--- START ---
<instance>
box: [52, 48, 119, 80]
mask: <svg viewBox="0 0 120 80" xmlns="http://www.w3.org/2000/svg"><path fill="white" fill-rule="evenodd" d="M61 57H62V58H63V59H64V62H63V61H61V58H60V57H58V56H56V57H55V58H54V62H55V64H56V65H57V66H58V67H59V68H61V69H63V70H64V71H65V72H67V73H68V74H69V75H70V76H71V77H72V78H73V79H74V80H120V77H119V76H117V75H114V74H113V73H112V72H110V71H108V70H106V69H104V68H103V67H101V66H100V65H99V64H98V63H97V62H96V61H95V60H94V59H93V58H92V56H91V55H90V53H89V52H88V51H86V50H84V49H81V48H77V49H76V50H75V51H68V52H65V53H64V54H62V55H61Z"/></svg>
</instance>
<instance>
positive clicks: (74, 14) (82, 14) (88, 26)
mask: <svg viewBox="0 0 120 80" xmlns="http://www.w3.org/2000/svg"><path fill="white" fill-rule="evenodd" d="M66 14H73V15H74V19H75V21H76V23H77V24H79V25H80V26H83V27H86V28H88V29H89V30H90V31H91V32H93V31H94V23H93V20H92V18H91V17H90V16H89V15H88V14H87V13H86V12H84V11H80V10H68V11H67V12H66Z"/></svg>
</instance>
--- END ---
Write out all of the rows above again, switching "positive clicks" to "foreground clicks" and leaving everything else unchanged.

<instance>
box: [52, 48, 119, 80]
mask: <svg viewBox="0 0 120 80" xmlns="http://www.w3.org/2000/svg"><path fill="white" fill-rule="evenodd" d="M61 57H62V58H63V59H64V62H63V61H61V58H60V57H58V56H56V57H55V58H54V62H55V64H56V65H57V66H58V67H59V68H61V69H63V70H64V71H65V72H67V73H68V74H69V75H70V76H71V77H72V78H73V79H74V80H120V77H119V76H117V75H114V74H113V73H112V72H110V71H108V70H106V69H104V68H103V67H101V66H100V65H99V64H98V63H97V62H96V61H95V60H94V59H93V58H92V56H91V55H90V53H89V52H88V51H86V50H84V49H81V48H77V49H76V50H75V51H68V52H65V53H64V54H62V55H61Z"/></svg>
</instance>
<instance>
foreground clicks: (74, 14) (82, 14) (88, 26)
mask: <svg viewBox="0 0 120 80" xmlns="http://www.w3.org/2000/svg"><path fill="white" fill-rule="evenodd" d="M66 14H73V15H74V19H75V21H76V23H77V24H79V25H80V26H83V27H86V28H88V29H89V30H90V31H91V32H93V31H94V23H93V20H92V18H91V17H90V16H89V15H88V14H87V13H86V12H84V11H80V10H68V11H67V12H66Z"/></svg>
</instance>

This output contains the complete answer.